What the task asks :: Copy all entries verbatim and keep any pictures out of the copy.

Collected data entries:
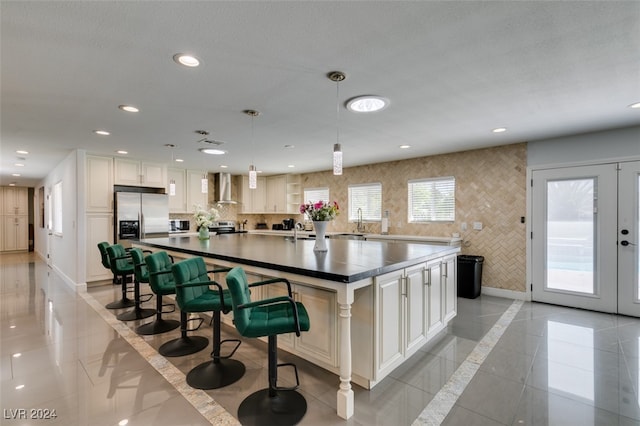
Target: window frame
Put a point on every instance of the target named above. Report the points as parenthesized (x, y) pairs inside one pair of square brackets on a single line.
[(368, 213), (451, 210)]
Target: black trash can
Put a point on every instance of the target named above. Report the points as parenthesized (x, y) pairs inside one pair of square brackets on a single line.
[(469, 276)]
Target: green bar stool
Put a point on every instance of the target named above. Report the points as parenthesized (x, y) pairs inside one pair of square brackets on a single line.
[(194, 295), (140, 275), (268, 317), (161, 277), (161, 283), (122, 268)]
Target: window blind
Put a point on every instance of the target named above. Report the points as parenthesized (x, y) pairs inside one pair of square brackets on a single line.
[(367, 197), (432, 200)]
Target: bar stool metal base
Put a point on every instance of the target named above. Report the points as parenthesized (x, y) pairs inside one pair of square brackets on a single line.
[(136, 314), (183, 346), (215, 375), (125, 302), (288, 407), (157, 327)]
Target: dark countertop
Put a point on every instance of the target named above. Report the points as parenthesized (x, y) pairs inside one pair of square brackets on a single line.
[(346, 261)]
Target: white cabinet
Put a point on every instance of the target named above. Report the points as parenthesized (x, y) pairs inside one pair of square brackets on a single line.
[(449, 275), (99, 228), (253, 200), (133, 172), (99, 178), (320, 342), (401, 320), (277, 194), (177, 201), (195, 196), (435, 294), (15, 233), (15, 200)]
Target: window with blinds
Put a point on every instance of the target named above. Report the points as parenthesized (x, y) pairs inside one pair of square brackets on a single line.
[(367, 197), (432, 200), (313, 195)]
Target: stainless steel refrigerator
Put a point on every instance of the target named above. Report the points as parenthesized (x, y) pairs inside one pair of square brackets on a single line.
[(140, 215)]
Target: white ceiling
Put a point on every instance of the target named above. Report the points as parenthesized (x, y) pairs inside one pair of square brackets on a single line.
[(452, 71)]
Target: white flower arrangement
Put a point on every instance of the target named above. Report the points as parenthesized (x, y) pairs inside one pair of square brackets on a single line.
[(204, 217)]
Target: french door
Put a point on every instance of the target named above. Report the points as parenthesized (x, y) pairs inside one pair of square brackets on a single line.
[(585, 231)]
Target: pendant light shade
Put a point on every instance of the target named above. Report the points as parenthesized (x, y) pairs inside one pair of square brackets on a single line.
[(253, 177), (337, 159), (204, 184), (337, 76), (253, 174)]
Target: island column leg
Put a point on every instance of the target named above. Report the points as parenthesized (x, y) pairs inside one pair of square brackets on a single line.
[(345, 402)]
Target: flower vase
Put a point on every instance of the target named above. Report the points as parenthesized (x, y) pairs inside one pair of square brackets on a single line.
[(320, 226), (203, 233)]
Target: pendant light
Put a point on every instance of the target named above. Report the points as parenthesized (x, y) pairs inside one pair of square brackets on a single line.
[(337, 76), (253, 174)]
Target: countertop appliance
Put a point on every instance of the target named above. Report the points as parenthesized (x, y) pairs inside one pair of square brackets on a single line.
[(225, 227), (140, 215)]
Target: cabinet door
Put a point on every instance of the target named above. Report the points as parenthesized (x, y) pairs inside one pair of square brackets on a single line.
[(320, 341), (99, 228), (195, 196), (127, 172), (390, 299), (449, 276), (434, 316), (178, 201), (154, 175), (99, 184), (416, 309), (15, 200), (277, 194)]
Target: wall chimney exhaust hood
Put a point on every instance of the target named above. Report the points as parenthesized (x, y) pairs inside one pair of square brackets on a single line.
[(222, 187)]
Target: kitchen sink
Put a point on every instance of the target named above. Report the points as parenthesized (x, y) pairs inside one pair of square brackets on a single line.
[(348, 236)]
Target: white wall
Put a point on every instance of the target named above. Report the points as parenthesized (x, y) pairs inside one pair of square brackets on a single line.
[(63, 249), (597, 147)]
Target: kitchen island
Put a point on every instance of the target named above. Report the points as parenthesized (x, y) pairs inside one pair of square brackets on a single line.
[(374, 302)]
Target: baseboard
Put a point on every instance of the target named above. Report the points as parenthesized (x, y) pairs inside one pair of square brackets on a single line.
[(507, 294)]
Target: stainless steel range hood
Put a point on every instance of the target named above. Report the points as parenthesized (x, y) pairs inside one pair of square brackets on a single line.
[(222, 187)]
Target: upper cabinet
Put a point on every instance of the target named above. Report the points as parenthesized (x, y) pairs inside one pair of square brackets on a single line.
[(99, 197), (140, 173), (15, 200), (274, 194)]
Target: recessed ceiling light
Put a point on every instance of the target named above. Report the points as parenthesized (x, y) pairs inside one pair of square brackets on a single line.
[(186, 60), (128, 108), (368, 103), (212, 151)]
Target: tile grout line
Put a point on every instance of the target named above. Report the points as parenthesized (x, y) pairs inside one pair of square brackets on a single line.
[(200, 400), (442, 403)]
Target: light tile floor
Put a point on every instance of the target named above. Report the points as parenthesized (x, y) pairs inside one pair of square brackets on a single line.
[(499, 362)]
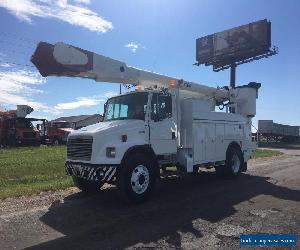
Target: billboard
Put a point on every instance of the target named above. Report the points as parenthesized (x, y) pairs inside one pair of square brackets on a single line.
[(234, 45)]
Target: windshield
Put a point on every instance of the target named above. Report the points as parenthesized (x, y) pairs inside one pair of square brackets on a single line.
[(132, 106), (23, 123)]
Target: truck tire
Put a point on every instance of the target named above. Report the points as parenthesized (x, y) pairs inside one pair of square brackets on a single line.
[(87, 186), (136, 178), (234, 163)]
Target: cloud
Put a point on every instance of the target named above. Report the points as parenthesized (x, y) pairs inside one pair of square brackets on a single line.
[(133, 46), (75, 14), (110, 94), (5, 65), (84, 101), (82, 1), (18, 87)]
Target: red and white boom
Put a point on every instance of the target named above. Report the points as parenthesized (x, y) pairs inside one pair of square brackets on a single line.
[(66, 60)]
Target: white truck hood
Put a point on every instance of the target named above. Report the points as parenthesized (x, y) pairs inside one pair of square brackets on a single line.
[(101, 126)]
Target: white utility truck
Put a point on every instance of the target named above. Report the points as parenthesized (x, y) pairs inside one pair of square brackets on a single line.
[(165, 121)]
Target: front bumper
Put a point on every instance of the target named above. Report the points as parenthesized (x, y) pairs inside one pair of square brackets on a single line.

Solution below ::
Target: window frame
Put a point on every instance of the target named above. Report the points as parenthesized (x, y) pairs inside one pair of square brackets on a single line.
[(368, 213), (451, 210)]
Target: black trash can
Put a point on every instance of the target named above. Report the points as parenthesized (x, y) pairs inside one pair of square brackets on a single line.
[(469, 276)]
Target: green bar stool
Put a point on every instance of the target named above. Report the points as parenthesized (x, y) pairs inside one pair of square brackets on a single line.
[(194, 295), (140, 275), (268, 317), (161, 277), (161, 283), (122, 268)]
Target: window blind
Put a point on every instance of the target named above. Report the points as parenthesized (x, y) pairs inside one pair of square brackets on a single line.
[(367, 197), (432, 200)]
Target: bar stool metal base
Put a point on every instance of the target named above. Report the points as parenthesized (x, y) pairs inside one pair of square brackets on a single line.
[(136, 314), (183, 346), (215, 375), (125, 302), (288, 407), (157, 327)]
Target: dark countertop
Put a point on every instance of the target named above. Report the points as parenthesized (x, y) pairs inside one pair of square brackets on a single line.
[(346, 261)]
Target: white cabinet
Put a point on every instance of the target named above. Report the points as parenthesized (x, y) pairs inside one pair of square brackets on a single line.
[(449, 275), (99, 228), (253, 200), (133, 172), (99, 178), (320, 342), (401, 320), (277, 194), (177, 201), (195, 196), (435, 294), (15, 233), (15, 200)]
Target: window with blinds
Put a point on every instance of the target named above. Report the points as parenthesized (x, y) pairs inside one pair of square brackets on a single line.
[(367, 197), (432, 200), (313, 195)]
Target: stainless steel refrigerator
Put a point on every instance of the target named above. Report the points as parenthesized (x, y) pairs inside one pair of square brackets on a single line.
[(140, 215)]
Target: white ceiling
Put a point on every instance of the target named above. Report the points as parenthesized (x, y) pairs inside one pair of square brackets on a single line.
[(452, 71)]
Target: white flower arrangement
Put a point on every instance of the target named above. Report the points as parenthesized (x, y) pairs inside one pair of square brackets on a single line.
[(204, 217)]
Target: french door
Put a point on every instance of the target named above. Report the points as parenthesized (x, y) pairs inside one pair of square brackets on a single line.
[(585, 231)]
Target: pendant light shade
Put a point on every instance of the target named above. Report the points as parenthesized (x, y) pairs inside one pair of square brackets on a single line.
[(253, 177), (337, 159), (204, 184), (337, 76), (253, 174)]
Target: island column leg
Put a point on every instance of the target named above. Report the points as parenthesized (x, y) pairs inside one pair of square brackets on a single line.
[(345, 402)]
Target: flower vase
Put a point on every instance of the target named above. Report the points as parenthesized (x, y) pairs inside one pair of square brackets on a single line.
[(320, 226), (203, 233)]
Target: pendant light
Put a point on every instance of the target named above. Report the points as parenthesized (x, y) pairs inside one pair of square brackets on a single line.
[(337, 76), (253, 174)]
Target: countertop appliance
Put a point on every instance of the target named above. Report the points as parenthesized (x, y) pairs inside one pair of square brackets on a single line.
[(225, 227), (140, 215)]
Target: cabinet door
Put a point on every instance of the target named above. Report the points as parenthesized (x, y) pairs inside one pair of square brackets on a single line.
[(320, 341), (99, 228), (195, 196), (127, 172), (390, 299), (449, 276), (434, 316), (178, 201), (154, 175), (99, 184), (416, 309), (15, 200), (277, 194)]
Target: wall chimney exhaust hood
Put a point on every instance of the target named above. Report the points as parenthesized (x, y) pairs inside one pair of square brackets on a single line.
[(222, 187)]
Target: kitchen sink
Put a point on every instance of the target named above. Report the points as parenthesized (x, y) pairs inside one pair of square brackets on a single line.
[(348, 236)]
Target: white wall
Put a point on every instance of the target named above. Report the points as parenthesized (x, y) pairs inside one pair of square brackets on a single line.
[(63, 249), (597, 147)]
Target: kitchen island
Put a point on every instance of the target named above. Report the points as parenthesized (x, y) pairs inside one pair of square brackets on a single line.
[(374, 302)]
Target: baseboard
Put a point on every instance of the target named above. Report the points as parenthesized (x, y) pairs inside one pair of square brackets on a single line.
[(507, 294)]
Target: stainless steel range hood
Put a point on every instance of the target named above. Report the points as parenthesized (x, y) pairs inside one pair of square brackets on a single line.
[(222, 187)]
Target: upper cabinet
Put a point on every instance of the target named above. Report the points as parenthesized (x, y) pairs inside one pair of square brackets on a single line.
[(99, 197), (140, 173), (15, 200), (274, 194)]
Target: recessed ceiling light
Put a point on every instance of the target named above. Report the points as parenthesized (x, y) pairs inside one pair of square brackets on a single line.
[(186, 60), (128, 108), (368, 103), (212, 151)]
Target: tile grout line
Put a point on every instance of the target named above. Report the points as parenthesized (x, y) pairs inside one pair of square brackets on a single line.
[(200, 400), (442, 403)]
Target: light tile floor
Put a point on every instance of the target named above. Report the points as parenthesized (x, y) pairs inside one pair of square brackets on a single line.
[(499, 362)]
Target: billboard
Put a point on every instance of the target named above. Report the points as parenthesized (x, y) pairs inside one pair of square brackets on a single line.
[(234, 45)]
Target: windshield
Put a point on every instance of the target named above. Report the points as parenthesized (x, y) pairs inside one pair of square brackets on a single line.
[(132, 106), (23, 123)]
Target: truck tire
Put a point on every instance of the target named above. Report the points as parenthesized (x, y) pairs inside one pair of square brackets on a single line.
[(87, 186), (136, 178), (234, 163)]
Target: cloud
Put a point on every instance of the target named above. Report the points as parenthesized (x, y) pairs inside one pair of square brackets on a single line.
[(133, 46), (75, 14), (110, 94), (5, 65), (84, 101), (82, 1), (18, 87)]
Target: red and white boom
Put a point on every instance of the target named above. Report the points as parenthesized (x, y) pairs inside one pair of square brackets on a single line.
[(66, 60)]
Target: white truck hood
Put a point on every instance of the target named above. Report the points as parenthesized (x, y) pairs inside one pair of square brackets on a single line.
[(101, 126)]
Target: white utility truck
Put a point on every instance of the target named above. Report the points as parenthesized (x, y) pairs inside one pair of square brackets on a single line.
[(165, 121)]
Target: front bumper
Put a point on every instance of the target named above. Report the points as parenthesized (x, y) pairs inside one pair of square brackets on a single line.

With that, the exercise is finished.